[Natural language region descriptions]
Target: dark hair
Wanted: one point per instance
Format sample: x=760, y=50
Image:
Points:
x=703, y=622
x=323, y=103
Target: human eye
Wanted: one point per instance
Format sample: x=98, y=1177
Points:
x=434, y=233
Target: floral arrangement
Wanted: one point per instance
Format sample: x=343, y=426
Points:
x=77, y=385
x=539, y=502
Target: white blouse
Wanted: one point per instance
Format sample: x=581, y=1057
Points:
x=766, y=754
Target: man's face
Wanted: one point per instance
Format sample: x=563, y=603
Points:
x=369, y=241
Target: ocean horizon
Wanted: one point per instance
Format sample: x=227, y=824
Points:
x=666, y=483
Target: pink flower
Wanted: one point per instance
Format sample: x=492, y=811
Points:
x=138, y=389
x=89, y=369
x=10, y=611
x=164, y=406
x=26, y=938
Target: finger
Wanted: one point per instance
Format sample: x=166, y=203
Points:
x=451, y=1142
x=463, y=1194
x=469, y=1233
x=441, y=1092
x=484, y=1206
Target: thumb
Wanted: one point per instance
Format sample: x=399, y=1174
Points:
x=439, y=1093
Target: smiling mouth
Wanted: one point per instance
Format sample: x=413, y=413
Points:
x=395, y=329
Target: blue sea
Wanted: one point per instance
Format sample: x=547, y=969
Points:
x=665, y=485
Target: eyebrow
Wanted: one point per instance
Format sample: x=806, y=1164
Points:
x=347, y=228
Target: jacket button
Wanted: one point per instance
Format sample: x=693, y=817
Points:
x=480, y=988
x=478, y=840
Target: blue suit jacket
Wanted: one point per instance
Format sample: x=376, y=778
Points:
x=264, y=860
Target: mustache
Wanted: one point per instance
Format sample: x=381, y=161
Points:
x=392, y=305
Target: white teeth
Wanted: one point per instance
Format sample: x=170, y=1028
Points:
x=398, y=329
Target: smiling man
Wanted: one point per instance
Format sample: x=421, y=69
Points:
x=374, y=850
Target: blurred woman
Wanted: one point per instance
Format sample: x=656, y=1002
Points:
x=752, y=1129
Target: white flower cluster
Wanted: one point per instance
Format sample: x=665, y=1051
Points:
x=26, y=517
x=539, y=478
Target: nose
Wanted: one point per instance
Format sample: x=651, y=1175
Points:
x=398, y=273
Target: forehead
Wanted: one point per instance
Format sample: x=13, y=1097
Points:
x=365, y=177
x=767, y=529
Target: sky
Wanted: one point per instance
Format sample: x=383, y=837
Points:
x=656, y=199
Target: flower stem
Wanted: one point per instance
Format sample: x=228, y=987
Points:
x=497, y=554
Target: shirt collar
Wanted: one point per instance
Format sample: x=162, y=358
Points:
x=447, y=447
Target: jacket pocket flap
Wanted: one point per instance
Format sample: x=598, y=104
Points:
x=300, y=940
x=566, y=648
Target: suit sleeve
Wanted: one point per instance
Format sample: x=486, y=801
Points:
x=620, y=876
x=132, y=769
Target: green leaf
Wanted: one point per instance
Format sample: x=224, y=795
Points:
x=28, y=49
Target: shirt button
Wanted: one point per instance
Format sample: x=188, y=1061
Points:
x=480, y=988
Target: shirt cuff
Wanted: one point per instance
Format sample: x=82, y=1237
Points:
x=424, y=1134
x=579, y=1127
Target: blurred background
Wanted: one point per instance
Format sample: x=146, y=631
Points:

Exercise goal: Spot the lines above that mention "white" and copy them.

Answer for this exercise:
Target: white blouse
Target: white teeth
Target: white flower cluster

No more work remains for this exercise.